Text to read

# I have a New Bosch 625 powertube battery will only charge to 4 of 5 bars.



## Design4p (Jan 22, 2021)

Hi,

I have a New Bosch 625 powertube battery will only charge to 4 of 5 bars.

The bike is a Scott Genius 900 and I have only charges the battery 7 times. I am wondering if the battery is faulty because after charging only 4 of the 5 bars are lit.

Any advice would be most welcome.

John


----------



## 127.0.0.1 (Nov 19, 2013)

go to batteryuniversity and study how to check your pack against it's specs 36v, 16.7ah, 625Wh

also read about typical capacity drop on batteries









Battery University Homepage


Battery University™ is a free educational website offering hands-on battery information.




batteryuniversity.com













BU-808: How to Prolong Lithium-based Batteries


BU meta description needed...




 batteryuniversity.com





your specs on the pack 36v, 16.7ah, 625Wh









The eBike battery: long range, low weight, easy to charge


The high-quality, long-lasting eBike batteries from Bosch have the highest energy density with a small size and light weight. The Bosch PowerTube is fully integrated in the frame. Different capacities offer the right choice for replacement and spare batteries.




www.bosch-ebike.com


----------



## RBoardman (Dec 27, 2014)

File a warranty claim and insist they send you a new battery. Once they send it keep the old one as well unless they threaten to charge your account.


----------



## Design4p (Jan 22, 2021)

Written task 1
Pull out every line in the records that includes the string "cobblestone".
The forum thread above and the records that follow have no connection to each other.

Dataset excerpts
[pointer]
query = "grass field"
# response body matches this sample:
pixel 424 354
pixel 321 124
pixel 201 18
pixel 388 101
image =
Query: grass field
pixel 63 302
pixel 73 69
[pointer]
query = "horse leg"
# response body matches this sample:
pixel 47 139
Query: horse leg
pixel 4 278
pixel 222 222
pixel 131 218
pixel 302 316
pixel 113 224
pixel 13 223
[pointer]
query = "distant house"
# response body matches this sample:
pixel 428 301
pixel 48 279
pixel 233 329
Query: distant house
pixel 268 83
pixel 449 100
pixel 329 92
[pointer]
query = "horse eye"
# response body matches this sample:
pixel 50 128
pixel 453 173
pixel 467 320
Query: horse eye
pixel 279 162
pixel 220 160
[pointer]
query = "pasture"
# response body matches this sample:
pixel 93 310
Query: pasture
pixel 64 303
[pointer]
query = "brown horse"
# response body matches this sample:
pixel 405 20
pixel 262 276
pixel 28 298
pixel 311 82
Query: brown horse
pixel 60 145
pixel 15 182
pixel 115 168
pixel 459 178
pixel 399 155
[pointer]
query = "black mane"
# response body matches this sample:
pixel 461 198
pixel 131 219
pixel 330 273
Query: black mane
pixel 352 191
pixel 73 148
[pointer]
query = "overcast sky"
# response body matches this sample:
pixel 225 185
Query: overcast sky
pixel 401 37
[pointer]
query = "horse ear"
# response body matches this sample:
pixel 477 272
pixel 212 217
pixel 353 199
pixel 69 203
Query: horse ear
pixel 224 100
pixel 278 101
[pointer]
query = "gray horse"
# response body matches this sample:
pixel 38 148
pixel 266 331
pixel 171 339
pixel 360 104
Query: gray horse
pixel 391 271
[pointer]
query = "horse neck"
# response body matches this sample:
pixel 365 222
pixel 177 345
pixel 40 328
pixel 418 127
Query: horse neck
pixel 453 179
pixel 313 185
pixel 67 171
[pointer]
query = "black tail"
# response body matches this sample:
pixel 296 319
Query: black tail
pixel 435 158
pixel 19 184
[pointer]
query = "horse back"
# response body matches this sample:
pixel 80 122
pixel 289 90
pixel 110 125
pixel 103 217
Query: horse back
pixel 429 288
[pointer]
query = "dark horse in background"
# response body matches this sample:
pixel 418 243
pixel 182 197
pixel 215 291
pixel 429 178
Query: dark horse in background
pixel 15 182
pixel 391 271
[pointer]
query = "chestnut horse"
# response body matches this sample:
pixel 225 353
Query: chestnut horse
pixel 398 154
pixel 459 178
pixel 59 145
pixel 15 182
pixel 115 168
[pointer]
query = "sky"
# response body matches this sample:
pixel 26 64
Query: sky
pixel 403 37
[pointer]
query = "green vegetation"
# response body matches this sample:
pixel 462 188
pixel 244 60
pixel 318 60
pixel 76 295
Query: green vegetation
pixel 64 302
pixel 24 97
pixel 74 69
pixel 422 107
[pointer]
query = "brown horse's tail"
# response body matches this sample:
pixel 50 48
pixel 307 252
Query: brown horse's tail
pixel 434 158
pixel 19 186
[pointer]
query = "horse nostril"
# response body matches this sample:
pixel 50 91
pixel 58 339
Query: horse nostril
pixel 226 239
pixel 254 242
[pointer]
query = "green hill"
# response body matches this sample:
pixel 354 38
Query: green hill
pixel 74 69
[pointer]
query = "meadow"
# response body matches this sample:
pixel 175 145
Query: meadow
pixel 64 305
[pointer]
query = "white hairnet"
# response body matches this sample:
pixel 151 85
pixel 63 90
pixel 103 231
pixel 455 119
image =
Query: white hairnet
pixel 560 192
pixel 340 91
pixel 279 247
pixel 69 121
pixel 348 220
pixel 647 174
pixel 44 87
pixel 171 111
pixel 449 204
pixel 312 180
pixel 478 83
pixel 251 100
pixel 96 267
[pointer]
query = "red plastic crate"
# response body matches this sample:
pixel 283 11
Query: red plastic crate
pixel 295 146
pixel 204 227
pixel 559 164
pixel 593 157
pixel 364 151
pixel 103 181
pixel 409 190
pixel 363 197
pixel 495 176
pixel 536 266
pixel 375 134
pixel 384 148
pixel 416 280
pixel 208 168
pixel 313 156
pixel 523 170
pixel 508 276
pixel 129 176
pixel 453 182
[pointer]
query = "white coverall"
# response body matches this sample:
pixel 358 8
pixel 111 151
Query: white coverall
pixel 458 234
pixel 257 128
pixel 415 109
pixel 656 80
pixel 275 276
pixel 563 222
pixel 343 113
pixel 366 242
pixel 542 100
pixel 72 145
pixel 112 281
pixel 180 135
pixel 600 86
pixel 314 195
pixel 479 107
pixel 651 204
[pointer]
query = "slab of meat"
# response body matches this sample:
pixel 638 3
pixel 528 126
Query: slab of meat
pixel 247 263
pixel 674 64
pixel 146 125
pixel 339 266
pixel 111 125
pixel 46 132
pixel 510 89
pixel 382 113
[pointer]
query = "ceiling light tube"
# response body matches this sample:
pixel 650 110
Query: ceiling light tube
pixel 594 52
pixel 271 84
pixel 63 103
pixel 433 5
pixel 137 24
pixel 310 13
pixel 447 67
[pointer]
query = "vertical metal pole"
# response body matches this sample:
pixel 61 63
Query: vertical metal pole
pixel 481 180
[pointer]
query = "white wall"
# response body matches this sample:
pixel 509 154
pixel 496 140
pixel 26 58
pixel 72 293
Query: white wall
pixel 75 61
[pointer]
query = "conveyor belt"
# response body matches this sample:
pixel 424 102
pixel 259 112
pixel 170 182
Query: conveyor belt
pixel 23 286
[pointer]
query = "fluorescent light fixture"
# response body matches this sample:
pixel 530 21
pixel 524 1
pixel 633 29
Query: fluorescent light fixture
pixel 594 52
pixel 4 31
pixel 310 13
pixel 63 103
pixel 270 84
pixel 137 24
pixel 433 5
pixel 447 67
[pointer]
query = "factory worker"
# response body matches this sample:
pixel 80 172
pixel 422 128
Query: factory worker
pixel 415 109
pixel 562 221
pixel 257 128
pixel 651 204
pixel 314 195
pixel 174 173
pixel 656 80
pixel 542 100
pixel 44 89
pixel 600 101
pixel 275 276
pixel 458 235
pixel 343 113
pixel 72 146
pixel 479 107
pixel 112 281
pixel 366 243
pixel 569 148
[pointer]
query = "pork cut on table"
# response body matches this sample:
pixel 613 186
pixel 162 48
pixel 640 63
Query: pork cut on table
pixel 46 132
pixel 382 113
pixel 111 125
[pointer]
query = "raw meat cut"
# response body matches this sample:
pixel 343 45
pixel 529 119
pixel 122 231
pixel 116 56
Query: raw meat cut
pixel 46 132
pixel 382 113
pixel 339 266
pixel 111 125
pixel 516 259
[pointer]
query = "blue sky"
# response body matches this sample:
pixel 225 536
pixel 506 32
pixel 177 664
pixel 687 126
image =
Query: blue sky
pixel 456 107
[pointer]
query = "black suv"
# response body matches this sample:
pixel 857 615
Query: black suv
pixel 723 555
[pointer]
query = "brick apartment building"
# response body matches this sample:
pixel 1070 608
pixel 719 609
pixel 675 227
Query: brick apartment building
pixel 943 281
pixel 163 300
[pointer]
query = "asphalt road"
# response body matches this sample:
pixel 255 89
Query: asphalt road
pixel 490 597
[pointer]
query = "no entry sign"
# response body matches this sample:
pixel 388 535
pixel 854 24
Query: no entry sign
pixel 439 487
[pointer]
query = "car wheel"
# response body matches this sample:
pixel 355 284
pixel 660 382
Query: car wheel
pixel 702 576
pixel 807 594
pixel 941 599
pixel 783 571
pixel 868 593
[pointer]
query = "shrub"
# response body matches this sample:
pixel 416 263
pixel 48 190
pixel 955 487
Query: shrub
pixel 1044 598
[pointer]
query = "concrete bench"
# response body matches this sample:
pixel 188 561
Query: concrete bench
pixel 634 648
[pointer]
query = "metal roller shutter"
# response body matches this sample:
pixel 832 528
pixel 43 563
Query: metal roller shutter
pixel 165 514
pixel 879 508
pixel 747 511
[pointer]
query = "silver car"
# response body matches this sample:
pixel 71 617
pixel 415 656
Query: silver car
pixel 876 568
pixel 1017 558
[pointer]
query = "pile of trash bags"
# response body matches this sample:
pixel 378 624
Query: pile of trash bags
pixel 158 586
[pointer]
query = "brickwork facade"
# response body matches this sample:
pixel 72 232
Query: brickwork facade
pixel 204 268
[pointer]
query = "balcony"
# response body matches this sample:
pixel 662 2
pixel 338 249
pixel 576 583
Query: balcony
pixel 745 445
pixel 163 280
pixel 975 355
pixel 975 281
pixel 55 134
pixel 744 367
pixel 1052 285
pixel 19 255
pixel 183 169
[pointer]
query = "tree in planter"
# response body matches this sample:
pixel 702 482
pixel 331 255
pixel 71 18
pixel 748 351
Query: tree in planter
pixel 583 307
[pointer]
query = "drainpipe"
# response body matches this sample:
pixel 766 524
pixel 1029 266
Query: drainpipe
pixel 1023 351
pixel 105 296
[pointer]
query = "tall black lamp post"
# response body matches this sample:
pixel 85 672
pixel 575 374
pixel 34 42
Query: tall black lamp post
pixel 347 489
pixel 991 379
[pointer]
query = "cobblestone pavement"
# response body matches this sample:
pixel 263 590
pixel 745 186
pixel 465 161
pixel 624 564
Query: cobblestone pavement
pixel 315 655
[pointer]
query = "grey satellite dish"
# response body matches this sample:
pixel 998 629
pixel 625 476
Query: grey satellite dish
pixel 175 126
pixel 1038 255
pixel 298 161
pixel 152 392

Written task 2
In the forum thread about the Bosch battery, what bike is the battery used in?

Task solution 1
query = "cobblestone pavement"
Query: cobblestone pavement

Task solution 2
A Scott Genius 900.